# Verteilerbox: Einfluss auf Performance Level



## PeterK1981 (18 Oktober 2022)

Hallo,

ich würde gerne ein Ventil an einer Fördertechnik sicher spannungsfrei schalten (PL c). Bisher ist es so vorgesehen, dass zwischen dem Hauptschütz und Ventil folgende Verteilerbox vorgesehen ist:


			https://www.phoenixcontact.com/de-de/produkte/verteilerbox-grundgehaeuse-mit-m8-bis-m12-steckplaetzen-sacb-8-8-l-c-gg-sco-p-1452903
		




Das Signal, welches über das Hauptschütz sicher weggeschaltet wird, wird über den Steckverbinder 1 zugeführt und ist über Kontakt 1/4 mit dem Ventil verbunden.

Meine Meinung hierzu ist, dass man ohne weitere Herstellerangaben nicht ausschließen kann, dass über die verbleibenden spannungsführenden Teile im Fehlerfall nicht doch eine Fremdspannung auf 1/4 aufgebracht werden kann. Daher bräuchte man vom Hersteller einen entsprechenden Fehlerausschluss.

Würdet ihr das auch so streng sehen?


----------



## Blockmove (18 Oktober 2022)

PeterK1981 schrieb:


> Würdet ihr das auch so streng sehen?



Nein


----------



## rostiger Nagel (18 Oktober 2022)

Wird die Spannungsversorgung sicher weg geschaltet?


Werden alles Signale auf PIN 4 der jeweiligen Steckplätze sicher weg geschaltet?


Wenn ja, wo soll den noch Spannung herkommen?


----------



## PeterK1981 (18 Oktober 2022)

rostiger Nagel schrieb:


> Wird die Spannungsversorgung sicher weg geschaltet?
> 
> 
> Werden alles Signale auf PIN 4 der jeweiligen Steckplätze sicher weg geschaltet?
> ...


Es wird nur die Spannung an Steckkontakt 1 weggeschaltet. UN und die Spannungen an den anderen Steckern liegen weiterhin an.
Ich habe insgesamt 8 Ventile und möchte im einfachsten Fall nur das Ventil 1 spannungsfrei schalten.


----------



## rostiger Nagel (18 Oktober 2022)

PeterK1981 schrieb:


> Es wird nur die Spannung an Steckkontakt 1 weggeschaltet. UN und die Spannungen an den anderen Steckern liegen weiterhin an.
> Ich habe insgesamt 8 Ventile und möchte im einfachsten Fall nur das Ventil 1 spannungsfrei schalten.


Dann währe ich ein wenig vorsichtiger und würde es nicht machen.

Extern würde ich ein Ventil nach PL C immer Plus und Minus weg schalten,
weil du einen Querschluß nicht ausschließen kannst.


----------



## SPSAlex83 (18 Oktober 2022)

DATENAUSZUG =
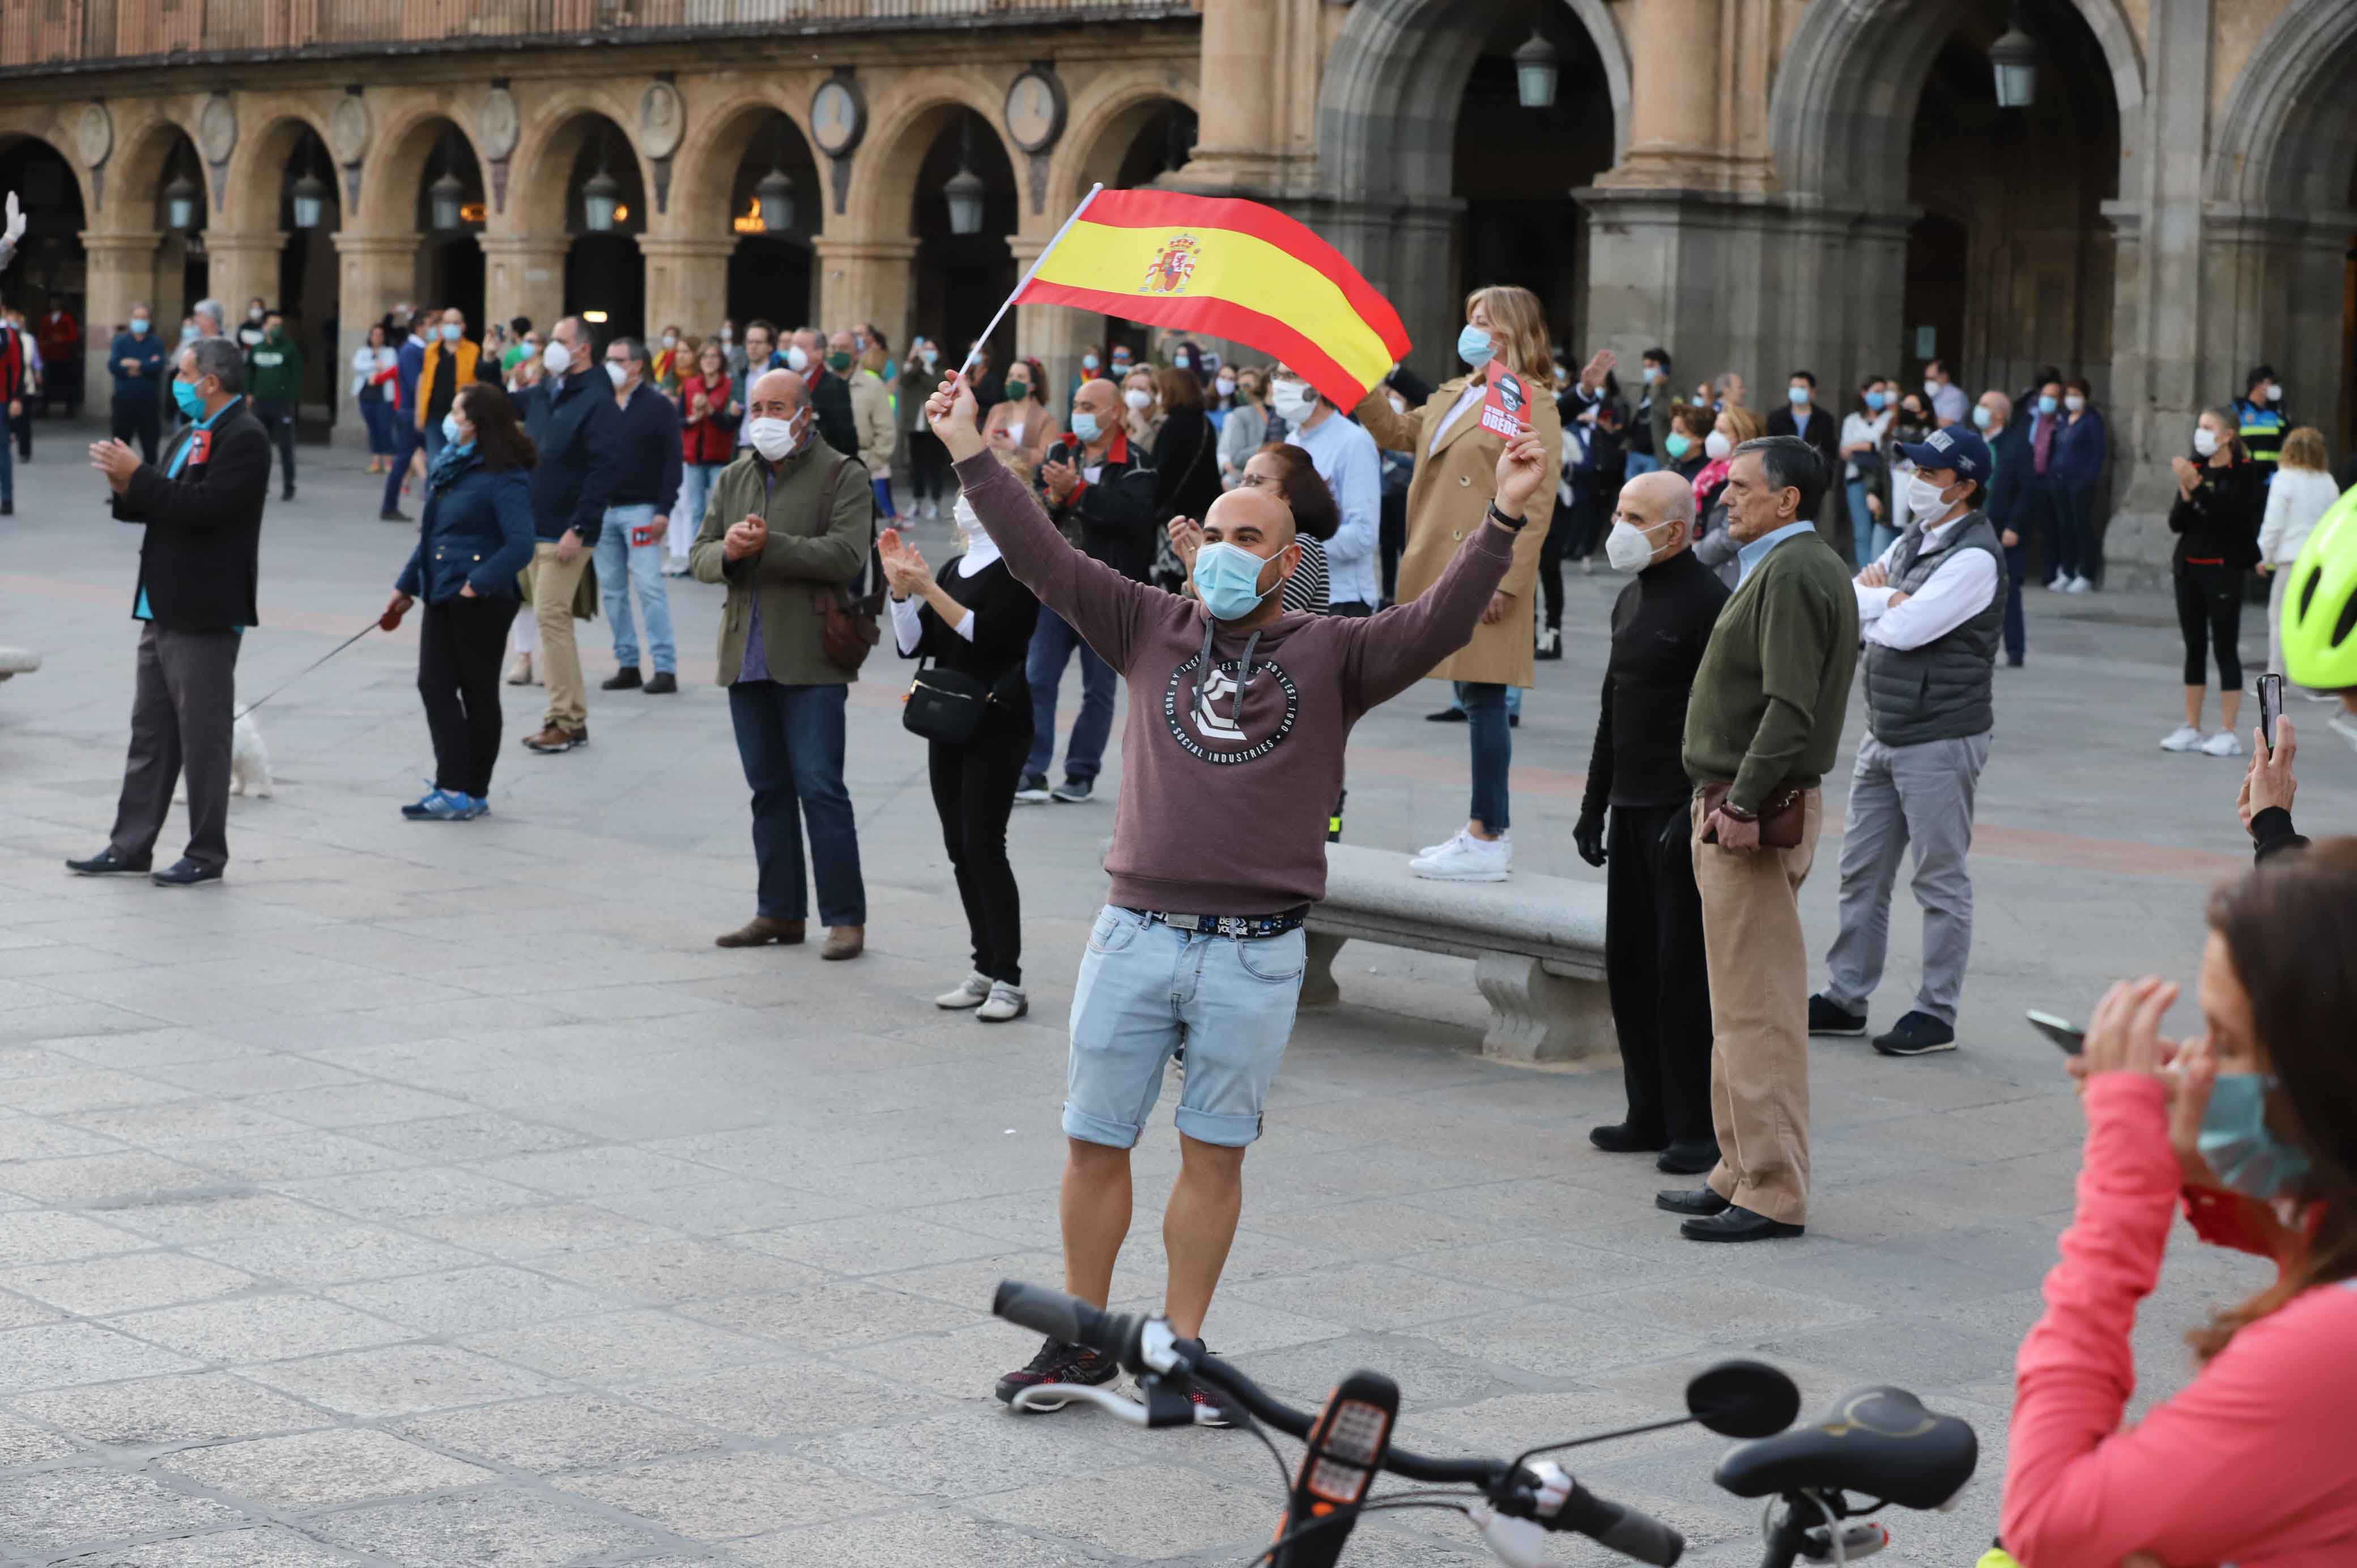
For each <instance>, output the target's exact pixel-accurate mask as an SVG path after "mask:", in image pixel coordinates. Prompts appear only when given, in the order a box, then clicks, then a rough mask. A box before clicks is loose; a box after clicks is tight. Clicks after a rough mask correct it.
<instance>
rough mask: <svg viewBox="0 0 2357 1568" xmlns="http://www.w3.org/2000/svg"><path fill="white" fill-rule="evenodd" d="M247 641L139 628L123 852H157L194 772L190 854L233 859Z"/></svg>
mask: <svg viewBox="0 0 2357 1568" xmlns="http://www.w3.org/2000/svg"><path fill="white" fill-rule="evenodd" d="M243 641H245V634H243V632H172V630H170V627H160V625H156V622H153V620H151V622H148V625H146V630H144V632H139V681H137V686H134V696H132V750H130V759H127V762H125V764H123V802H120V804H118V806H115V830H113V837H111V839H108V844H111V846H113V851H115V856H118V858H125V861H144V858H148V856H151V854H153V851H156V835H160V832H163V818H165V816H167V813H170V811H172V785H174V783H179V776H181V773H186V776H189V858H191V861H196V863H198V865H229V731H231V724H236V691H238V644H243Z"/></svg>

BITTE BEARBEITEN =
a. Beantworte zur Forumsdiskussion über die Verteilerbox folgende Fragen:
(i) Welchen Performance Level nennt PeterK1981 für das spannungsfreie Schalten des Ventils?
(ii) Wie viele Ventile hat PeterK1981 insgesamt?
(iii) Was würde rostiger Nagel bei einem Ventil nach PL C extern immer wegschalten?
b. Führe die Forumsdiskussion über die Verteilerbox weiter, beginnend mit dem Beitrag von SPSAlex83.

ANTWORTEN JE AUFGABE =
a.
(i) PL c
(ii) 8 Ventile
(iii) Plus und Minus

b.
Die Frage ist, ob man diesen Verteiler, der in meinen Augen ein passives Bauteil ist, als bewährtes Bauteil anerkennen muss, bzw. ob dieser Verteiler überhaupt als ein an der Sicherheitsfunktion teilnehmendes Bauteil im Sistema angelegt wird. Ich würde sagen nein, aber: Schlussendlich ist es zwar nur eine Steckverbindung, für diesen gelten aber sicher ähnliche Anforderungen an den internen Aufbau und die Verkabelung wie beim Rest der Schaltung. (Grundlegende und bewährte Sicherheitsprinzipien). Ein solcher Kurzschluss wie du ihn vermutest, kann dir bei deiner Verkabelung auch vorkommen, weswegen du ebenfalls Anforderungen an diese erfüllen musst. 
So eine Info sollte der Hersteller ggf. machen. Ansonsten mal bei den anderen Herstellern schauen, ob die mehr Info rausgeben. 
Der Hersteller gibt hier nur die Norm für die Steckverbinder an, mehr nicht. 

VG Alex


----------



## s_kraut (18 Oktober 2022)

PLc entspricht SIL1 und da ist Einfehlersicherheit eigentlich nicht gefordert sondern nur Robustheit, damit dein Zeug die bestimmungsgemäße Verwendung sehr wahrscheinlich aushält.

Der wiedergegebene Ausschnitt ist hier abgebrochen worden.